Activity: Only a number is expected: how many lines in the data below contain the word "noun".

----- Data supplied

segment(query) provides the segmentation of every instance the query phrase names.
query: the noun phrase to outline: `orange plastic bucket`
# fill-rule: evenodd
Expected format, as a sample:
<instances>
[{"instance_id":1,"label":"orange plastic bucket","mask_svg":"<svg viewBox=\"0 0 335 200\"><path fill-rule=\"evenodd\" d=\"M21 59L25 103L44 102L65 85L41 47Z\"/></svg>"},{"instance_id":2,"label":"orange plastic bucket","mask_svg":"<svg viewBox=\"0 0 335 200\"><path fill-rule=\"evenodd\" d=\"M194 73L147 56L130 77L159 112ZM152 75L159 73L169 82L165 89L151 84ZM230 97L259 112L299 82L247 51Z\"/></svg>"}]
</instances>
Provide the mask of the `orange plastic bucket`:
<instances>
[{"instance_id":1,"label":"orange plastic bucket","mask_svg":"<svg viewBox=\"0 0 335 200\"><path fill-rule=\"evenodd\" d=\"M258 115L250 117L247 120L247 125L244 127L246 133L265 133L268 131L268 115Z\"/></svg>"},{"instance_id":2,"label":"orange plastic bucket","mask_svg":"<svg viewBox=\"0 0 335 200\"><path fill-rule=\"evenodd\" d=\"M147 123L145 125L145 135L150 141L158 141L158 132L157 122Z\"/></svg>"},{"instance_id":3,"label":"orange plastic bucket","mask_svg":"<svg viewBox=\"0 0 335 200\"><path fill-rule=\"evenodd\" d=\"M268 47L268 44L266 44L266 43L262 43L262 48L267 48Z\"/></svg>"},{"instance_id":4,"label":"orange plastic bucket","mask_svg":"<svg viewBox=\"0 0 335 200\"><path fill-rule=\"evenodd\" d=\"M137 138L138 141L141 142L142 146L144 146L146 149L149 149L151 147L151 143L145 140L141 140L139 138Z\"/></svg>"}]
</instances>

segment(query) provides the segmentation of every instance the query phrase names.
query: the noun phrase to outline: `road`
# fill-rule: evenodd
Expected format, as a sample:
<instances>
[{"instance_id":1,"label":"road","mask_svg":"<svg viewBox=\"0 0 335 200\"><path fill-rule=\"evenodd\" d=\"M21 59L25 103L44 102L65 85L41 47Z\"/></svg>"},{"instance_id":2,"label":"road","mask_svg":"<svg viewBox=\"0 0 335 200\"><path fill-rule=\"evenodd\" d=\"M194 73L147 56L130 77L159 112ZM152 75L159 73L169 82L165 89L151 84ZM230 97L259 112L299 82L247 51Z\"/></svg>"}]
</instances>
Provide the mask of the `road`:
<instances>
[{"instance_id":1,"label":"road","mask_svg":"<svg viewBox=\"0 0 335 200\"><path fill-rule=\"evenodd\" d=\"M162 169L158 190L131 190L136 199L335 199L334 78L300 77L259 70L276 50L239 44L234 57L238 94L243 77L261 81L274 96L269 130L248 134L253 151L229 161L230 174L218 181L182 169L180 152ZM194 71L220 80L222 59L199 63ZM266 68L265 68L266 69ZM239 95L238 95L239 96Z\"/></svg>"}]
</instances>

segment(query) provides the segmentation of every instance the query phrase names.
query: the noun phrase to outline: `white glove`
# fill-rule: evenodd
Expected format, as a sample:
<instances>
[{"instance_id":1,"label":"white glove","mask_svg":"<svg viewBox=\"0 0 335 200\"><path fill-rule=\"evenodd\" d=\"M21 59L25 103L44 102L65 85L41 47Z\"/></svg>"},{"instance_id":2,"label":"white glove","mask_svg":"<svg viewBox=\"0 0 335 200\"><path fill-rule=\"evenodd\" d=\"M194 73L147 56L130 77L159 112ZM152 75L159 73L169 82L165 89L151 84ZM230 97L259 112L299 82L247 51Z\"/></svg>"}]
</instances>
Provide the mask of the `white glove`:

----------
----- Data supplied

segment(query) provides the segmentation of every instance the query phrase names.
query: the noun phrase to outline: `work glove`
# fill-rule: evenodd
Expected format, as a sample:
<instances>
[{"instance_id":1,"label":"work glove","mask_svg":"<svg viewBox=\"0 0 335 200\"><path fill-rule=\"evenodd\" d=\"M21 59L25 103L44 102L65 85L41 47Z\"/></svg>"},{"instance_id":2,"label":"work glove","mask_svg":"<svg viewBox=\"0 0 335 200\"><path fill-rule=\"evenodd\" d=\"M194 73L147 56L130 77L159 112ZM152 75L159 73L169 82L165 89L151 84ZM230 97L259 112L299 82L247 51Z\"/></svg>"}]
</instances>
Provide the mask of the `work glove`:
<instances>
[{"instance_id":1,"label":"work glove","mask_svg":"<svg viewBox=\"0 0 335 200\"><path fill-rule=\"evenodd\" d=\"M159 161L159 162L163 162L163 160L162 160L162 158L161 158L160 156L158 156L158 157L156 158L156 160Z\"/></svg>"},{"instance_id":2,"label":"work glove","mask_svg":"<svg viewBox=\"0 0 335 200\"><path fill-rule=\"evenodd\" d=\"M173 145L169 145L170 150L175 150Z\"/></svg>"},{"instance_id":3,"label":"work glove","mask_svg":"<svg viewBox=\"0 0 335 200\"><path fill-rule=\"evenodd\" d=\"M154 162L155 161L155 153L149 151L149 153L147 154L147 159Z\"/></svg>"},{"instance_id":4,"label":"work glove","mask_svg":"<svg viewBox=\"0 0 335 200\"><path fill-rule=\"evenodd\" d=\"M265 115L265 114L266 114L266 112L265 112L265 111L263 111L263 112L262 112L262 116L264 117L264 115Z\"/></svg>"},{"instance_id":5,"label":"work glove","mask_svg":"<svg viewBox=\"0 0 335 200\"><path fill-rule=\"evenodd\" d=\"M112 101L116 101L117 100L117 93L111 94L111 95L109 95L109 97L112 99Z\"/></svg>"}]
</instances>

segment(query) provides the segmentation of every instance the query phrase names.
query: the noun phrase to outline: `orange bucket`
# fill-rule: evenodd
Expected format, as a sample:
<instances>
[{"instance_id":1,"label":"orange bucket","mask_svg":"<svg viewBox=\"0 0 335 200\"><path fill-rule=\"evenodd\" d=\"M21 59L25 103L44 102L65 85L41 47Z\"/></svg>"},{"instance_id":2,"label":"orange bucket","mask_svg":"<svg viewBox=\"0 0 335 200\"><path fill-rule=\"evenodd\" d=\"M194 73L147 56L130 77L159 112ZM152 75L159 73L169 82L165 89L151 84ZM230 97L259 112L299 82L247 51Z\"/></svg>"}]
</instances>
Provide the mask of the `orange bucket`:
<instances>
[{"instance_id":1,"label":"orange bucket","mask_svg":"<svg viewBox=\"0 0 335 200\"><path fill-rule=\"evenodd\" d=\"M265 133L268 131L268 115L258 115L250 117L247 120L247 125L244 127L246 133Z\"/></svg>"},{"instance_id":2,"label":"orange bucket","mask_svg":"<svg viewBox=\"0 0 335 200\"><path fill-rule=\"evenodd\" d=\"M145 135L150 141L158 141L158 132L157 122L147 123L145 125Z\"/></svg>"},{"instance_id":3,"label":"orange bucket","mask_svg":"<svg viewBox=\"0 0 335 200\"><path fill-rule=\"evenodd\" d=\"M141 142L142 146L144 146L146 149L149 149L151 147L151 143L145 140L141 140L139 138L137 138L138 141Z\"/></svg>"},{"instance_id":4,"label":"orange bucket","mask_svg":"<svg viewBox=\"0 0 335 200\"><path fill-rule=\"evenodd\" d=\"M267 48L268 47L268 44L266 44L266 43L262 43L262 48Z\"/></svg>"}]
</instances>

----------
----- Data supplied

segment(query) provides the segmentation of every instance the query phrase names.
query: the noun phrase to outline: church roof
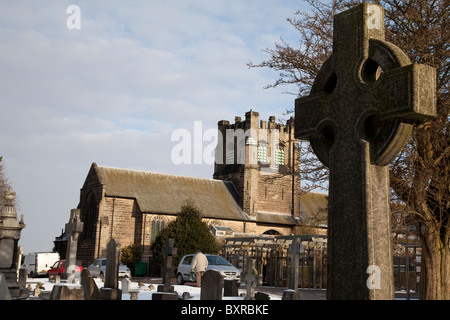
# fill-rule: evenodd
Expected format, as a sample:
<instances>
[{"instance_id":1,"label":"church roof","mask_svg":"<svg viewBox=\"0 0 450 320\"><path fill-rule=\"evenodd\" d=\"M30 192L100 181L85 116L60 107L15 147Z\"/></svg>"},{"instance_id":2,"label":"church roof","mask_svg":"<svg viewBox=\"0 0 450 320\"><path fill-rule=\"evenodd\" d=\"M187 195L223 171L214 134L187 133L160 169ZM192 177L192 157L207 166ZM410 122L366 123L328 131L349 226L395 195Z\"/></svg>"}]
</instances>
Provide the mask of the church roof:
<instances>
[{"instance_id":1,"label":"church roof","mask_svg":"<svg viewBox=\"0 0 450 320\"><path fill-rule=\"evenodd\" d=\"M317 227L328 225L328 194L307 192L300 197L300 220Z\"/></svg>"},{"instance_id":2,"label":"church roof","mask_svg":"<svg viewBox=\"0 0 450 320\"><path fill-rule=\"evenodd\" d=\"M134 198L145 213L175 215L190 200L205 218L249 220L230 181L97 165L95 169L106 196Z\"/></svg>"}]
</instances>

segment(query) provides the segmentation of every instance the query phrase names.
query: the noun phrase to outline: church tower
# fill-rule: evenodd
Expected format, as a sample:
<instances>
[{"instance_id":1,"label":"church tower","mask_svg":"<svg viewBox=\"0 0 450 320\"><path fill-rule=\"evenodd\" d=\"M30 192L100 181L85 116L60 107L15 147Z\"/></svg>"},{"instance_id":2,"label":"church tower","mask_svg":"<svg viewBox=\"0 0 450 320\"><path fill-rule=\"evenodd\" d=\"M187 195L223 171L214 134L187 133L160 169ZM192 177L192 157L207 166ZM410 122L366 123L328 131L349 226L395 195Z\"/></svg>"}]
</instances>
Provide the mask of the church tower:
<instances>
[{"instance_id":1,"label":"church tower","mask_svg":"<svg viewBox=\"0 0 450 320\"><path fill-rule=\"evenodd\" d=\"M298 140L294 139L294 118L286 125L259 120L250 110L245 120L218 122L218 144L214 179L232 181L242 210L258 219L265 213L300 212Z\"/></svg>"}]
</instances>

----------

Solved problem: 7